**選択した抜粋**

1990年代に最高653万部(94年)という、とんでもない部数を発行していた『週刊少年ジャンプ』(集英社)。その“ジャンプ黄金期”に夫婦で連載していたのが、妻で『WILD HALF(ワイルドハーフ)』(96〜98年)の作者・浅美裕子先生と、『アウターゾーン』(91〜94年)の作者で夫の光原伸先生。
インタビューの第1回『少年ジャンプ黄金期『アウターゾーン』『WILD HALF』の作者は夫婦だった!いま振り返る結婚と仕事の舞台裏』では、なれ初めから結婚、連載当時の裏話を聞きました。第2回では、現在に至る漫画家人生を振り返ってもらいます。
億って、使えばすぐなくなっちゃう
──でも、あれですよね。20代、もしくは30歳ぐらいで大金を得たわけじゃないですか。ちょっと麻痺しなかったですか?
浅美「私は『WILD HALF』の前、24歳の時に『天より高く!』っていう馬の漫画を描いて、あれが20週で終わってるんですね。当時のジャンプって、20週で終わる作品でも単行本を5万部は出してもらえたんです。でね、たしか2巻まで出たから、それでね、1千万円を超える金額が入ってきたの。当然ながら浮かれてワーッて使って、“ない! ない! お金って使えばなくなる!”って。それで私は学習しました。もう次は使わないぞって」
光原「僕は『アウターゾーン』の連載をやるまでは貧乏でしたからね。週刊連載するまでは読み切りをどれぐらい描いたかな、5本ぐらいかな。2~3年で5本ぐらいかな。バイトしてて。でも読み切りを描くにはね、バイトを辞めないといけないから。だから貧乏だったんだけど、連載したらそれなりにお金は入ってきて、まあ無駄遣いはしましたよね、結構」
浅美「この人が『アウターゾーン』の連載を終了して、およそ2年後の96年から付き合っていたわけだけど、その時のお金の使い方を見て、“ダメだな、これは。しっかりしないと”って思いました(笑)」

[データセットに記載された項目]

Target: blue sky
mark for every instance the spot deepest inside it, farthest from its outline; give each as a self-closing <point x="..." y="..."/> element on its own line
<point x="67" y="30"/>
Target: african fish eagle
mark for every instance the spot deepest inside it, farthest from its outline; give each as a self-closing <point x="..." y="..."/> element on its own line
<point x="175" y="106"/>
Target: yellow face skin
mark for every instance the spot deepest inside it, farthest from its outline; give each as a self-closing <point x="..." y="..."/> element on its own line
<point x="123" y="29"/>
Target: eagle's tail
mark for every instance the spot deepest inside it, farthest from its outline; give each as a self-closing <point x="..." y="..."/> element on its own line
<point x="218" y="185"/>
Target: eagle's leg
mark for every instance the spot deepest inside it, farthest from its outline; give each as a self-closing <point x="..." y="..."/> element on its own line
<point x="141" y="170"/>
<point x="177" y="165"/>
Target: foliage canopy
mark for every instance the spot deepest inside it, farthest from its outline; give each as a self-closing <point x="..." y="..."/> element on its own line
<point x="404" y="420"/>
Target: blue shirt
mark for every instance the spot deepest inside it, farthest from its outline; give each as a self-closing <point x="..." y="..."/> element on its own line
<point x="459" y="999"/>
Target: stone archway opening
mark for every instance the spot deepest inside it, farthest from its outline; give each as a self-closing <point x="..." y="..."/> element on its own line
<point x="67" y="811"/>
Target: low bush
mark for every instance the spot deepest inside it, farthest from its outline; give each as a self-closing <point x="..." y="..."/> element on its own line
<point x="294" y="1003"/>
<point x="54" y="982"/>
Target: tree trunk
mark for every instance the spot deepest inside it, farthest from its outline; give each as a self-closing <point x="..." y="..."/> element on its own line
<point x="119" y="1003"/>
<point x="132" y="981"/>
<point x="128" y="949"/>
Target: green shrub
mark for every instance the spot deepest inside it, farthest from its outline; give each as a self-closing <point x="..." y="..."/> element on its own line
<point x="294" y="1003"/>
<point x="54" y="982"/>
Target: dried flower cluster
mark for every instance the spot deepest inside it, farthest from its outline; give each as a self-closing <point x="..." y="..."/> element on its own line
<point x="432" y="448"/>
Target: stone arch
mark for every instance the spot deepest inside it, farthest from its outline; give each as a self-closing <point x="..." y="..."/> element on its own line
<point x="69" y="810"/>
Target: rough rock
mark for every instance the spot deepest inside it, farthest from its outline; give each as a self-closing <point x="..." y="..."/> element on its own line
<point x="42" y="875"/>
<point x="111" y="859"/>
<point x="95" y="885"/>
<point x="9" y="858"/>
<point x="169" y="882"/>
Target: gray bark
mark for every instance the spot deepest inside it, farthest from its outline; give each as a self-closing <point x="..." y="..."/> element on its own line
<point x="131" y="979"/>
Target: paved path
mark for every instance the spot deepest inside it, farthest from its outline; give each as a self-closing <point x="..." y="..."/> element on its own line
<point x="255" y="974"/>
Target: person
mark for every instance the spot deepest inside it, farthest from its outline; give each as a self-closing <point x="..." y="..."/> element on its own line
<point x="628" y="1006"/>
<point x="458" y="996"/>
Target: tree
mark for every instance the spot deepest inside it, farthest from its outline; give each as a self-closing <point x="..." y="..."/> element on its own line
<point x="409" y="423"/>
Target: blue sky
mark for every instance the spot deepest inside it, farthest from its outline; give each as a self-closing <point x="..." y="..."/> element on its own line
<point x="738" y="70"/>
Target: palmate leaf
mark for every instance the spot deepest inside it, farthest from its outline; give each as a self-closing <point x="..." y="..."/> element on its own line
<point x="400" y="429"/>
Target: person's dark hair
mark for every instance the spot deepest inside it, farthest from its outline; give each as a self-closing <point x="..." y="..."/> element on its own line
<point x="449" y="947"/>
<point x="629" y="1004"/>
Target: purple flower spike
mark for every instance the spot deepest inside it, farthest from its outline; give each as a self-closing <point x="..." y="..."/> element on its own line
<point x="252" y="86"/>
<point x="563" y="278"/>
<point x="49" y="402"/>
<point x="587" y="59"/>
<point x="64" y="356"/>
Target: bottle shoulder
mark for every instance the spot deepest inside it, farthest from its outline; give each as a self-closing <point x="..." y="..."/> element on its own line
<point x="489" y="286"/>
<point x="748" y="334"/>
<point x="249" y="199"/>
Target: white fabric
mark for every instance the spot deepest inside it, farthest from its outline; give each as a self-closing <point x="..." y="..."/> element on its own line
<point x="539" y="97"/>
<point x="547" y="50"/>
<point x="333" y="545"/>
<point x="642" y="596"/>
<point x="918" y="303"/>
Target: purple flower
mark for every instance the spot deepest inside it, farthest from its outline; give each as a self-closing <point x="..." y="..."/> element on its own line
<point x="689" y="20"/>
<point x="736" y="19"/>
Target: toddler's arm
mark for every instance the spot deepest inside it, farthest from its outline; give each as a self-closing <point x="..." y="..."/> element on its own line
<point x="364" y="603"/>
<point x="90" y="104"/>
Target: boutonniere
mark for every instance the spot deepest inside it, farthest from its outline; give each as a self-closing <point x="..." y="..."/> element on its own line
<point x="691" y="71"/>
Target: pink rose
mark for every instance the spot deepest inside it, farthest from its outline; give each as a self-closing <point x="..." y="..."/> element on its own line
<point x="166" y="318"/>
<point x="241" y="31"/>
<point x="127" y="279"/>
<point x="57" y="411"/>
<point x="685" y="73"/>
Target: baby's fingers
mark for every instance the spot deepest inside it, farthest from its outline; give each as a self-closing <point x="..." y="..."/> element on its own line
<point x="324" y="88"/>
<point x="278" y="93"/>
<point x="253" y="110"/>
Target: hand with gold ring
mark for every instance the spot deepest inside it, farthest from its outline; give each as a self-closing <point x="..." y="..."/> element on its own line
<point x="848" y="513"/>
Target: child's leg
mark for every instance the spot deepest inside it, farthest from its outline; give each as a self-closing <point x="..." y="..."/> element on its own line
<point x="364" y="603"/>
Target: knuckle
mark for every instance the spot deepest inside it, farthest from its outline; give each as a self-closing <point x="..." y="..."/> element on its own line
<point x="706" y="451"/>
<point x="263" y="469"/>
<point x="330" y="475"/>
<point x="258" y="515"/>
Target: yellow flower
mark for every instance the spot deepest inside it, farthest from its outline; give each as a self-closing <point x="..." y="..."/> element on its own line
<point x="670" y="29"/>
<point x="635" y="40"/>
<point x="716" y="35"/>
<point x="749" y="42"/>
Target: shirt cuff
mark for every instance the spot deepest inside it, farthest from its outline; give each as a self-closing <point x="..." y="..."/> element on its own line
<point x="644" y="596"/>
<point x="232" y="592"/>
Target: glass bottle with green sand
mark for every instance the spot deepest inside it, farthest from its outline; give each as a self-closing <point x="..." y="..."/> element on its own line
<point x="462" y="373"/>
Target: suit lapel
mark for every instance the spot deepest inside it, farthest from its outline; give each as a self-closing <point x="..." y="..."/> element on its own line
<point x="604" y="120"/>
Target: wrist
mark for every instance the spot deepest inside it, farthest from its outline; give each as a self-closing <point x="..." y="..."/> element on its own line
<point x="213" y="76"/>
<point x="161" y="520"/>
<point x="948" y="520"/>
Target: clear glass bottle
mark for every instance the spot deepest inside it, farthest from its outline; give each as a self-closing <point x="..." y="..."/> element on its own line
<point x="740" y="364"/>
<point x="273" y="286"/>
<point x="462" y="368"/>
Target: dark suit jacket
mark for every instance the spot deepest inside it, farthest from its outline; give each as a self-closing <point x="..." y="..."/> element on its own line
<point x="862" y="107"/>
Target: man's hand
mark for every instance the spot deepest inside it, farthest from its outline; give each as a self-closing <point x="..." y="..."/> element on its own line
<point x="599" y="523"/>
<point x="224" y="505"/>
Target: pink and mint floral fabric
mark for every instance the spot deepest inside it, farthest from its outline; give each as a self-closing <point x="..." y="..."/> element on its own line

**求められる内容**
この記事について、次の質問に答えてください。
1. 『週刊少年ジャンプ』の発行部数が最高653万部に達したのは何年ですか?
2. 浅美先生が24歳の時に描いた馬の漫画のタイトルは何で、何週で終わりましたか?
3. 光原先生は週刊連載を始めるまでに、読み切りをおよそ何本描いたと振り返っていますか?
答えはこの記事の内容だけをもとにしてください。

**課題の結果**
1. 94年です。
2. 『天より高く!』で、20週で終わりました。
3. 2〜3年で5本ぐらいです。